SOURCE PASSAGE section start
Taylor v Ladbrokes Betting & Gaming Ltd
The Employment Appeal Tribunal (EAT) has held in this case that type 2 diabetes can be a disability under the Equality Act 2010.
After the Claimant's dismissal, he asserted he had been disabled for almost a year before the dismissal, due to type 2 diabetes. At a preliminary hearing, the employment tribunal relied on two medical reports and decided that he was not disabled. The Claimant appealed.
The EAT upheld the appeal, holding that the employment tribunal had misconstrued the proper test. Type 2 diabetes, as a progressive condition, would amount to a disability even if it did not have a substantial adverse effect at that time, as long as it was likely that it would result in such a condition.
The Claimant's diabetes was controlled by medication and there were 'lifestyle' changes the Claimant could reasonably make to control the condition. However, the question was whether the condition was likely to result in an impairment. The issue was not what might happen to a proportion of the population, but whether the medical evidence suggested there was a chance of something happening. The medical evidence was not clear on this and had been misinterpreted by the tribunal. The EAT remitted back to the tribunal to reconsider the issue.
SOURCE PASSAGE section end
DATA SHOWN section start
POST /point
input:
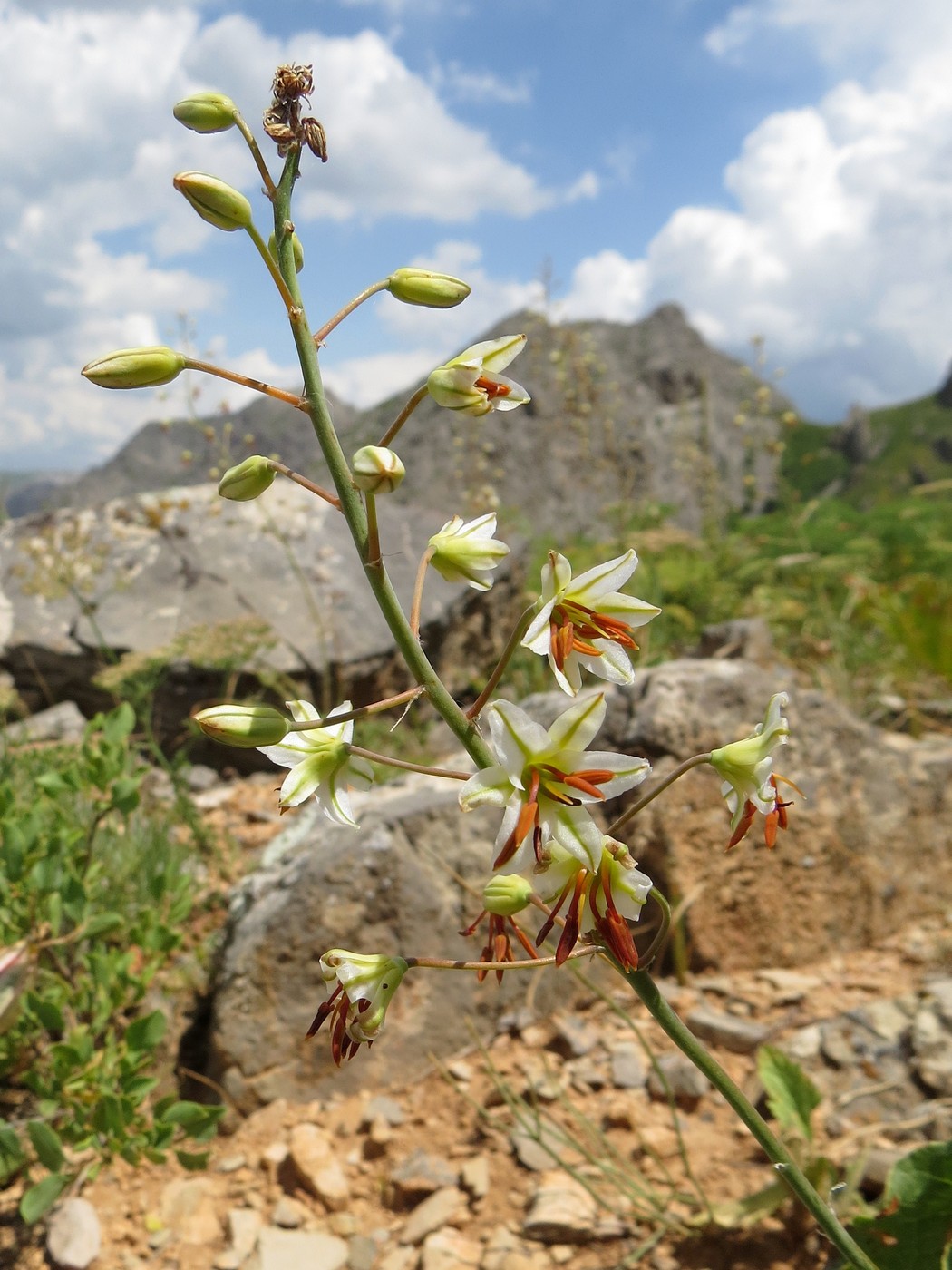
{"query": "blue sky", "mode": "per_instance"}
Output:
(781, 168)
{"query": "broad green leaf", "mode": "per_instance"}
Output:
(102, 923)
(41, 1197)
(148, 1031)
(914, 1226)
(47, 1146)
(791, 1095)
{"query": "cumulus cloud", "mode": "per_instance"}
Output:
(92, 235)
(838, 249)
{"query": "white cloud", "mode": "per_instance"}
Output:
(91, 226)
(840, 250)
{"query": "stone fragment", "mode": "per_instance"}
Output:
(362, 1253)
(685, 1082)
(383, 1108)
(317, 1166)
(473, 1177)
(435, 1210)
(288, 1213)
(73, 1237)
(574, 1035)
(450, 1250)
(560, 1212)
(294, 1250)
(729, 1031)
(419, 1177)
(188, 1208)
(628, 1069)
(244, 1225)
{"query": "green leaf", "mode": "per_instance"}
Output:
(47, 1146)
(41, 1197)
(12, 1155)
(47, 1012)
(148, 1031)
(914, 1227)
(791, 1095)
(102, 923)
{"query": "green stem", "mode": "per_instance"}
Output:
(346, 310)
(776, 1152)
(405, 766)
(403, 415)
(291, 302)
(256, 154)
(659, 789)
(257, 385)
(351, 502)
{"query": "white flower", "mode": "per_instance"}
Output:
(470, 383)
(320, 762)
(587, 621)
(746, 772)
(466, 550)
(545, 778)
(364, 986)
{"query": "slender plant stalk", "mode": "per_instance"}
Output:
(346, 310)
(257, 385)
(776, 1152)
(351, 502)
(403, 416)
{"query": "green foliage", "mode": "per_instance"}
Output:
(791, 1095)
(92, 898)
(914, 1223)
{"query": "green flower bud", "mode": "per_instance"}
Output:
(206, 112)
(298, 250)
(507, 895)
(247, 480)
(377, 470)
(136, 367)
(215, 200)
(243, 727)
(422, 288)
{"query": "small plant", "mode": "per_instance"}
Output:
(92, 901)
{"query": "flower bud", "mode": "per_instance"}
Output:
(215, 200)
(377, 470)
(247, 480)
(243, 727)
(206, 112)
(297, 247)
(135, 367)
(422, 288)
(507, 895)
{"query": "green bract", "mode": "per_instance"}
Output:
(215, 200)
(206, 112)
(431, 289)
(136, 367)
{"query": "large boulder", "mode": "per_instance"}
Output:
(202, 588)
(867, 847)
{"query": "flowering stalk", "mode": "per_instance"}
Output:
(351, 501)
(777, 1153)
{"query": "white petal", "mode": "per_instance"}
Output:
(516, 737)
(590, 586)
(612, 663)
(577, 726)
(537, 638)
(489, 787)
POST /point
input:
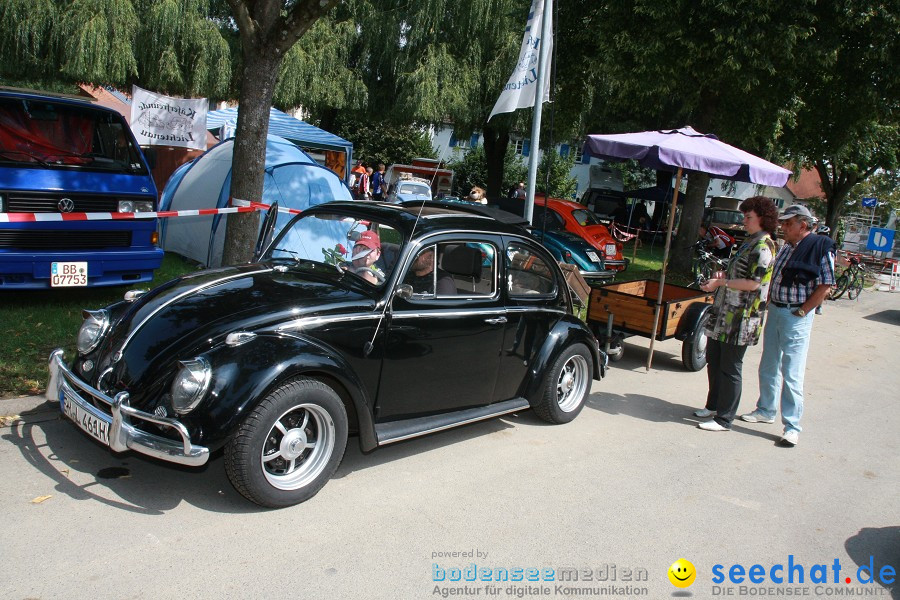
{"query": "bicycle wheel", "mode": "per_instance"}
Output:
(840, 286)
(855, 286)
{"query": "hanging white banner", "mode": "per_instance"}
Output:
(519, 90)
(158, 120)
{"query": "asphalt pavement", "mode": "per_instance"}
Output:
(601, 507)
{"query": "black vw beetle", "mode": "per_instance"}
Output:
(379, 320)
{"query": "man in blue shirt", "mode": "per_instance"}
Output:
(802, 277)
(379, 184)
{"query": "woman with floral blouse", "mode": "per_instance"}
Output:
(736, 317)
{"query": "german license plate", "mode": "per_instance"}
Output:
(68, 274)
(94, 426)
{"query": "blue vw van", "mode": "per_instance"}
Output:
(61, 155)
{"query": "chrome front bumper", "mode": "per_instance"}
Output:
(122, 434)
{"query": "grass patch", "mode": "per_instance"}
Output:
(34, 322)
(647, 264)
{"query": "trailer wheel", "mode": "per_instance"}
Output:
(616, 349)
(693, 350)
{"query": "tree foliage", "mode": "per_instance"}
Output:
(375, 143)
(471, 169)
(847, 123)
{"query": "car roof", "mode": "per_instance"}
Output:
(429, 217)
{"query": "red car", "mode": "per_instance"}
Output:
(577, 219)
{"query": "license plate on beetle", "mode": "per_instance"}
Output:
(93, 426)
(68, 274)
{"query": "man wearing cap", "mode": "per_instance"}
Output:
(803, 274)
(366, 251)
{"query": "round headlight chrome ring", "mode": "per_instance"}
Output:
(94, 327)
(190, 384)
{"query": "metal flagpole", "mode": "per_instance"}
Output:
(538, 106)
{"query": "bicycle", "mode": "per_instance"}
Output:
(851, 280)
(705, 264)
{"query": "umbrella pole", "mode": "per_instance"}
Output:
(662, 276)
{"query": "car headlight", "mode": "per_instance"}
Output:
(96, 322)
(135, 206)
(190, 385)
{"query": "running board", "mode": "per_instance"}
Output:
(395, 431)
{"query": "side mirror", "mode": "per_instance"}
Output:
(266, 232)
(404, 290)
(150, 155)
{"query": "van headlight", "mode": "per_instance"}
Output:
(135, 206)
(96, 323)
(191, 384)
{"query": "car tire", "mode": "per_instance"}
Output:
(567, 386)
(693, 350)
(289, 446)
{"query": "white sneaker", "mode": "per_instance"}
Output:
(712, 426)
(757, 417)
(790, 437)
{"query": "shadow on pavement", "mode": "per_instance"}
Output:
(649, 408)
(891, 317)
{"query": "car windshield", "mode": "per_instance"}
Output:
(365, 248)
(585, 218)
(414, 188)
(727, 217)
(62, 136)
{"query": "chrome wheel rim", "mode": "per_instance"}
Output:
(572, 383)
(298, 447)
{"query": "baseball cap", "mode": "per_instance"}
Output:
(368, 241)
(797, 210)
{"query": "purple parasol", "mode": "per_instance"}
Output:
DATA SHOWN section end
> [EXERCISE AIM]: Translate this sentence from the case summary into Spanish: "The EAT upheld the appeal, holding that the employment tribunal had misconstrued the proper test."

> [EXERCISE RESPONSE]: El EAT estimó el recurso de apelación y sostuvo que el tribunal laboral había interpretado erróneamente el criterio correcto.